DIRECTIONS FOR THIS TASK: Write out every entry exactly as it stands.
──────── LISTED ENTRIES
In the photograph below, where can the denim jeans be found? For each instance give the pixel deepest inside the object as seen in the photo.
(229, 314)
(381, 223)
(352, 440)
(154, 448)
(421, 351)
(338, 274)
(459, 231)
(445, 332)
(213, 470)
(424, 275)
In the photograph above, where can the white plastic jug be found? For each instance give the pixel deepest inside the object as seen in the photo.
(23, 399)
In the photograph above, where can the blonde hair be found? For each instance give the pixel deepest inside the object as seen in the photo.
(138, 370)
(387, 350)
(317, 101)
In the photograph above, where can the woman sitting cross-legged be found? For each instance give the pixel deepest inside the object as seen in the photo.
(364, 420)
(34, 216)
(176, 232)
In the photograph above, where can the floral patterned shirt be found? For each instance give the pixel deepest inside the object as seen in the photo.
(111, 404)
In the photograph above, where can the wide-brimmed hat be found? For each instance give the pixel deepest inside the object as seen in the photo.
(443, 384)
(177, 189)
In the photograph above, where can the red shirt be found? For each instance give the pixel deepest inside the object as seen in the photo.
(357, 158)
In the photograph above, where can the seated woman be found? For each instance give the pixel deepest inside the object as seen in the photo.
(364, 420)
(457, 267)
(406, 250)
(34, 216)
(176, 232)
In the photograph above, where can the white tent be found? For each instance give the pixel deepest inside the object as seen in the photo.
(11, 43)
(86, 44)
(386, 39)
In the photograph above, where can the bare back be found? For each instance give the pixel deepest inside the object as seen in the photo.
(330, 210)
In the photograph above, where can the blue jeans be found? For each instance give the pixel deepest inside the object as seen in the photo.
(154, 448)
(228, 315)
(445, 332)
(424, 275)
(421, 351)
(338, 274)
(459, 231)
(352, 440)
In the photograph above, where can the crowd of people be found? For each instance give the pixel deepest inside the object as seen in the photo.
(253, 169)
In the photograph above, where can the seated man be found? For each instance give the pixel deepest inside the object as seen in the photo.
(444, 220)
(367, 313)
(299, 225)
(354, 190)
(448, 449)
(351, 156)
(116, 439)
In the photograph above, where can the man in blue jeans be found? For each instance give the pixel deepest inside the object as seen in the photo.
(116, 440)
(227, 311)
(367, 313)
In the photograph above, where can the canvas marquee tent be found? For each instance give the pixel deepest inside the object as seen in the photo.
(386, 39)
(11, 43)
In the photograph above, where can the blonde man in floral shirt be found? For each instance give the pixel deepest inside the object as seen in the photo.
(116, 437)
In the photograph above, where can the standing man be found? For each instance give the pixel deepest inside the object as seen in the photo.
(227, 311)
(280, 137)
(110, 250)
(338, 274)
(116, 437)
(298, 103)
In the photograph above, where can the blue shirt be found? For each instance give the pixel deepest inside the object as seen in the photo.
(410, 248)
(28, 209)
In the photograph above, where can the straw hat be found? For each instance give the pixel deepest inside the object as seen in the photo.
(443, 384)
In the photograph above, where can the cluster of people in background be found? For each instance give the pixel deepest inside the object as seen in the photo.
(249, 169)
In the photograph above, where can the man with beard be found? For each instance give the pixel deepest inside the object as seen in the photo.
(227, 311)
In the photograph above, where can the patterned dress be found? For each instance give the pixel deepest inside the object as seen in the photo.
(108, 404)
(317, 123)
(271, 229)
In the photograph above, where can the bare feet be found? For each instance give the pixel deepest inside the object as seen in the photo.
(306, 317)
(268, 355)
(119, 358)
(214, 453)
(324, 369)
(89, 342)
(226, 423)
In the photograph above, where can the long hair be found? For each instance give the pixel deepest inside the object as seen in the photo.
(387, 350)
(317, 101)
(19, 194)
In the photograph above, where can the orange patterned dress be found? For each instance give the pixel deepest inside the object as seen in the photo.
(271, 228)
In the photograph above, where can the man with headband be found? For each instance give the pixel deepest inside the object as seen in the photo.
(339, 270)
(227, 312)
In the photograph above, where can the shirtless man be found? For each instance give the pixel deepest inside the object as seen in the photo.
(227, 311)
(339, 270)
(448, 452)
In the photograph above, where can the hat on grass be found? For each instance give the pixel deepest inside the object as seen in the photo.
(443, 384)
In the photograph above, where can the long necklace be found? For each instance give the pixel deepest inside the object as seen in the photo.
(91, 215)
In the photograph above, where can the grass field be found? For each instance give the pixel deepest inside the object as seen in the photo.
────────────────
PROBLEM SOLUTION:
In the photograph below, where can the denim jeans be found? For each instance give the pixel deepest inside the object as seen in the photo.
(229, 314)
(381, 223)
(352, 440)
(154, 448)
(421, 351)
(338, 274)
(459, 231)
(445, 332)
(213, 470)
(424, 275)
In the photograph above, where can the white plastic jug be found? For each instance give the pixel deepest inside the object as seen in the photo.
(23, 399)
In the photograph above, where can the blonde hair be found? For each instance give the pixel deepest inside the object as seen in the photo.
(138, 370)
(387, 350)
(317, 101)
In the photograph above, where can the woman sitting cross-legged be found? For each instance give the pixel deepest inside the object as seen in the photo.
(364, 420)
(34, 216)
(176, 232)
In the photograph above, where can the floral patterned shirt be found? For each instance give the pixel deepest inside the object as seen in the photo.
(111, 404)
In the photograph above, where can the wide-brimmed hat be found? For each instance give the pixel deepest inside the object as seen in the photo.
(443, 384)
(177, 189)
In the photograph above, where can the red shirt be found? For each instance give the pixel deepest inside the object as seen in the photo.
(357, 158)
In the photograph above, where can the seated woman be found? For each instance give the pixel deepest inside the object as seen in the photo.
(364, 420)
(457, 267)
(406, 250)
(34, 216)
(176, 232)
In the photograph above, where can the white tent be found? For each instance give the pixel deepest inside the object as seen in the photo.
(11, 43)
(86, 44)
(386, 39)
In the photograph above, where can the bare back be found? For each instance give the pixel deepest inside the object as seen in the photo.
(330, 210)
In the photograph above, where can the blue jeans be found? For each instance give the pixel deepest inside the object as seen in the photo.
(154, 448)
(228, 315)
(445, 332)
(424, 275)
(421, 351)
(338, 274)
(459, 231)
(352, 440)
In the photograph above, where can the crowd of people be found? For each instance give the pixel deepest inside the object as seen in the photo.
(253, 169)
In the photograph above, where can the seated man be found? For each instance give the pixel deepest inside the object as seen in the photo.
(444, 220)
(367, 313)
(299, 225)
(354, 190)
(448, 449)
(351, 156)
(116, 439)
In the photograph above, where can the man in blue jeans be found? For each instance give the pixel deepest inside the object as seen in the photo.
(116, 440)
(227, 311)
(367, 313)
In the photograph above, where can the canvas marquee tent be found? For each instance give the pixel deepest inside the object as seen in the photo.
(386, 39)
(11, 43)
In the photograph above, where can the blonde man in floral shirt be found? For each instance give the pixel deepest inside the object as seen in the photo.
(116, 437)
In the photograph above, where can the standing man be found? For each instance give the pixel deepest inside the object as seen in the photo.
(227, 311)
(280, 137)
(110, 250)
(338, 274)
(116, 437)
(298, 103)
In the photograph above, where can the blue shirt be found? For each instance give the pixel deepest inside the object as seen in the photo.
(410, 248)
(28, 209)
In the photograph above, where can the straw hat be found? For each instance give the pixel deepest inside the object as seen in the photo.
(443, 384)
In the photograph above, where can the cluster of people in background be found? For each instance give the pixel deepest inside the object as seen in the photo.
(249, 169)
In the photograph above, where can the man with beard be found? For each instance give the pixel deepest inside the object as seen in the photo.
(227, 311)
In the photograph above, where can the patterned dress be found? For each instance give the pixel deepest inside the object as seen in the photo.
(108, 404)
(317, 123)
(271, 229)
In the photograph above, where can the bare feet be found? For each instance give the pixel deepest inside the object as seen in the photo.
(306, 317)
(268, 355)
(119, 358)
(214, 453)
(324, 369)
(89, 342)
(226, 423)
In the photograph above, where can the long hair be found? For each instance give the pixel deepest inside the object as seen in the photo.
(387, 350)
(317, 101)
(19, 194)
In the photograph above, where can the orange patterned dress be found? For each instance give the pixel deepest inside the object as seen in the photo.
(271, 228)
In the photograph above, where can the man with headband be found? For each instance give the pixel deepest inside the object as seen in the photo.
(339, 270)
(227, 312)
In the photograph above, where can the shirtless man be found? For each instance give the pixel deepest inside the object as seen in the photo.
(227, 311)
(339, 270)
(448, 452)
In the photograph above, where can the hat on grass be found? For each instance give the pixel deepest inside the object as seen in the photo.
(443, 384)
In the photograph above, where can the long necklace be found? For each instance give the pixel deepest inside the object as seen in the photo.
(91, 215)
In the photograph above, where can the grass field be found? For each instance give the pixel deepest inside the object as seen in the photo.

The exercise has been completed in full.